_Textauszug_:
= = = = =

Die bei Abschluss des Arbeitsvertrags geltende Begrenzung der Arbeitnehmerüberlassung auf 18 aufeinander folgende Monate gem. § 1 Abs. 1b AÜG n. F. führt zu einer zeitlichen Befristung der Zuordnung eines Leiharbeitnehmers zum Betrieb des Entleihers, die der Annahme einer dort belegenen ersten Tätigkeitsstätte entgegensteht und daher den Werbungskostenabzug der Aufwendungen des Arbeitnehmers für die Wege zwischen Wohnung und dem arbeitstäglich aufgesuchten Entleiherbetrieb nach Reisekostengrundsätzen ermöglicht.

= = = = =

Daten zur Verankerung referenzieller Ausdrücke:
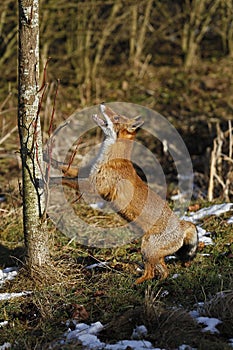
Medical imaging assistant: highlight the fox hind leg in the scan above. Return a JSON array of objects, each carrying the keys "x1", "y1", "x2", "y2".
[
  {"x1": 175, "y1": 221, "x2": 198, "y2": 262},
  {"x1": 135, "y1": 257, "x2": 168, "y2": 284}
]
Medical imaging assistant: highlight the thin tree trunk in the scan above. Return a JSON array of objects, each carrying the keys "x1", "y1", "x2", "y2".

= = = = =

_Zu lösende Aufgaben_:
(a) Auf wie viele aufeinander folgende Monate ist die Arbeitnehmerüberlassung laut dem Textauszug zur Arbeitnehmerüberlassung begrenzt?
(b) Erläutern Sie anhand des Textauszugs zur Arbeitnehmerüberlassung, warum im Betrieb des Entleihers keine erste Tätigkeitsstätte des Leiharbeitnehmers angenommen wird.
(c) Setzen Sie den Textauszug zur Arbeitnehmerüberlassung im Anschluss an seinen letzten Satz fort.

_Lösungen im Einzelnen_:
(a) Auf 18 aufeinander folgende Monate gemäß § 1 Abs. 1b AÜG n. F.

(b) Die bei Abschluss des Arbeitsvertrags geltende Begrenzung der Arbeitnehmerüberlassung auf 18 aufeinander folgende Monate führt zu einer zeitlichen Befristung der Zuordnung des Leiharbeitnehmers zum Entleiherbetrieb. Diese Befristung steht der Annahme einer dort belegenen ersten Tätigkeitsstätte entgegen. Daher können die Aufwendungen für die Wege zwischen Wohnung und Entleiherbetrieb nach Reisekostengrundsätzen als Werbungskosten abgezogen werden.

(c)
Hintergrund
Gemäß § 9 Abs. 1 Satz 3 Nr. 4 EStG ist zur Abgeltung der Aufwendungen des Arbeitnehmers für die Wege zwischen Wohnung und erster Tätigkeitsstätte für jeden Arbeitstag eine Entfernungspauschale anzusetzen. Nach § 9 Abs. 4 EStG ist erste Tätigkeitsstätte die ortsfeste betriebliche Einrichtung eines Arbeitgebers oder eines vom Arbeitgeber bestimmten Dritten, der der Arbeitnehmer dauerhaft zugeordnet ist. Die Zuordnung wird durch die arbeits- oder dienstrechtlichen Festlegungen bestimmt. Von einer dauerhaften Zuordnung ist nach dem Gesetzeswortlaut insbesondere auszugehen, wenn der Arbeitnehmer unbefristet, für die Dauer des Dienstverhältnisses oder über einen Zeitraum von 48 Monaten hinaus an einer solchen Tätigkeitsstätte tätig werden soll.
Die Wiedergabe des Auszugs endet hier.